[start GIVEN TEXT]

Writing in Painting


Samsudin Wahab is an artist from Malaysia whose paintings are highly political and current he uses a comic book style of painting reminiscent of Stan Lee, Richard Hamilton or Roy Lichtenstein.

The use of text in his work is usually carried out in a similar colour to the main colour scheme of the works. Politics and the news move at a great pace and the connection between the political event and the artwork would be rapidly lost without a written reference attached to the work. That Wahab embodies the title as part of the artwork is of course his own prerogative but I think it says something about the state of the world today.

I am unable to trace the news/political events related to figures 1,2 and 3, but figure 4 refers to the three week Gaza war of 2008 to 2009 with the banner “Operation Cast Lead”

It is a sad reflection on the number of horrors committed in the world today that this painting was not merely titled “Operation Cast Lead” and everyone would recognise its significance as they do with Picasso’s painting Guernica.

Wahab is known for taking inspiration for his work from his daily newspaper and in comparison to Picasso’s emotional connection to his Spanish homeland in 1937, I feel that this particular work lacks such emotional connection and has a journalistic feel to it as a consequence.

It could be that as part of his process Wahab feels the need to embody the title of his work as a banner headline to prevent his work being renamed as often happened in the past, for instance the true title of Whistlers Mother is A Study in Black and Grey.

Figure 1. Samsudin Wahab (2008) Dogs want to be the Statue of Liberty (Google translation)

Figure 2.Samsudin Wahab (2008) Goddess of Justice

Figure 3.Samsudin Wahab (2008) Puppet (Google translation)

Figure 4. Samsudin Wahab 2009 Dono’s angels fallen from the sky

I was quite familiar with the work of Ed Ruscha having seen the exhibition Ed Ruscha: Course of Empire and referred unconsciously to his work Standard Station in my previous studies, which I later saw at MoMA. His inclusion in an investigation into text in Art didn’t come as a big surprise. I imagined it was referring to advertising slogans and trademarks.

[end GIVEN TEXT]

WRITTEN TASK A: Please collect each line of the records that contains the word "every".

[start DATA SUPPLIED]

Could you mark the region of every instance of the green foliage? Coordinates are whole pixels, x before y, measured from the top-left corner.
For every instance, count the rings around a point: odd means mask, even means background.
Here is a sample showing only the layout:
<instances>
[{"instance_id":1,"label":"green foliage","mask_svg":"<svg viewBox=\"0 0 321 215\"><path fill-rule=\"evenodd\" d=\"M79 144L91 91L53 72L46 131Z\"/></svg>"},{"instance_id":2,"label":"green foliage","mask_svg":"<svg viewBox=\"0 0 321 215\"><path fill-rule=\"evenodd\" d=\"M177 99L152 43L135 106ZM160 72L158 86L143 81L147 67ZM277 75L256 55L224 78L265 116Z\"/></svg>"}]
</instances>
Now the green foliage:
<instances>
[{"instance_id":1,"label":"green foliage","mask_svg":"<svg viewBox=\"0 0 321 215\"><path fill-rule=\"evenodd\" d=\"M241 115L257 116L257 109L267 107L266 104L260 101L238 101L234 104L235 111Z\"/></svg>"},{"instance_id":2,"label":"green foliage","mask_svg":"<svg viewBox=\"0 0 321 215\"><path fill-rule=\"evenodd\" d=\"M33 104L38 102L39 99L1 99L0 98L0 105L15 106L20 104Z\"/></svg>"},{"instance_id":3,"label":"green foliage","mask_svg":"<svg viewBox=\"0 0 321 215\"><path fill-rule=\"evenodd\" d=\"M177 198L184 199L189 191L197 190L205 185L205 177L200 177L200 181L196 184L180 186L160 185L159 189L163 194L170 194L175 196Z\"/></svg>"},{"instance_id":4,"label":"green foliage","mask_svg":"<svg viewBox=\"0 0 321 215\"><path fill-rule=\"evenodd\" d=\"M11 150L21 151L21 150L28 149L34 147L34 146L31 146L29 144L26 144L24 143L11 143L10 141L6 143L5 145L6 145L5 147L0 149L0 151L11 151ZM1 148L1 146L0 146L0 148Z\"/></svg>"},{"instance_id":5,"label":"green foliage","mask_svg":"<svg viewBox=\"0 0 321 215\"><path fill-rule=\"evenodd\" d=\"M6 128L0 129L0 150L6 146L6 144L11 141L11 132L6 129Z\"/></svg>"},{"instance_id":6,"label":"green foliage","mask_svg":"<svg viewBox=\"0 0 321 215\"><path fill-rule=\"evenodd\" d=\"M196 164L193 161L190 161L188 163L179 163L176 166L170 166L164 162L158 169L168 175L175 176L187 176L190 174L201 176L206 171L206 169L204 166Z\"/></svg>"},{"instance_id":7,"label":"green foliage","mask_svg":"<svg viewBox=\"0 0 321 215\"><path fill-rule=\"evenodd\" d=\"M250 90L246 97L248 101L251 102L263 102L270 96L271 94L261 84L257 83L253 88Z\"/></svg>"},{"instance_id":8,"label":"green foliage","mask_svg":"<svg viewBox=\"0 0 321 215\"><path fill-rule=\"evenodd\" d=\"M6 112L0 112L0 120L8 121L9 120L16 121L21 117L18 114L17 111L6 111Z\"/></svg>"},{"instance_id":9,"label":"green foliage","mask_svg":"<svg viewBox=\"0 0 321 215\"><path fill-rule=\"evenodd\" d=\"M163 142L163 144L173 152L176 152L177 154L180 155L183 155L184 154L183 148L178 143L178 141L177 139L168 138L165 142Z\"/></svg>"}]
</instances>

[end DATA SUPPLIED]

WRITTEN TASK B: List the titles of the works by Samsudin Wahab that appear in the figure captions of the text on writing in painting.

CORRECT RESPONSE A:
Could you mark the region of every instance of the green foliage? Coordinates are whole pixels, x before y, measured from the top-left corner.
For every instance, count the rings around a point: odd means mask, even means background.

CORRECT RESPONSE B:
- Dogs want to be the Statue of Liberty
- Goddess of Justice
- Puppet
- Dono's angels fallen from the sky